── Data to process
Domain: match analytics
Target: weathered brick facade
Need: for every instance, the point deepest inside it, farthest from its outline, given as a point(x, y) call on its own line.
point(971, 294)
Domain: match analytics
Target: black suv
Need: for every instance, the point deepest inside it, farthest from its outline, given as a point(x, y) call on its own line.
────
── Data to process
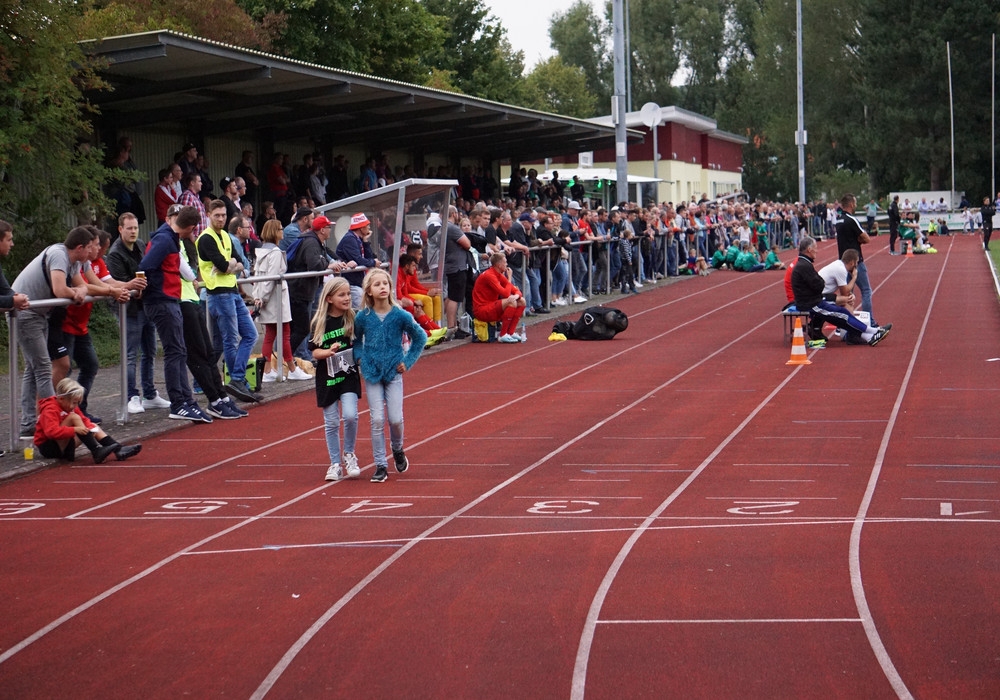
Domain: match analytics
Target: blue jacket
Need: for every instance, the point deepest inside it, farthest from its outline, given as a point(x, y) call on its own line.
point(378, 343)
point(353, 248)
────
Written instruction. Count the lines in the rows above that contain the string "Target", and reply with the number alone.

Written solution. 3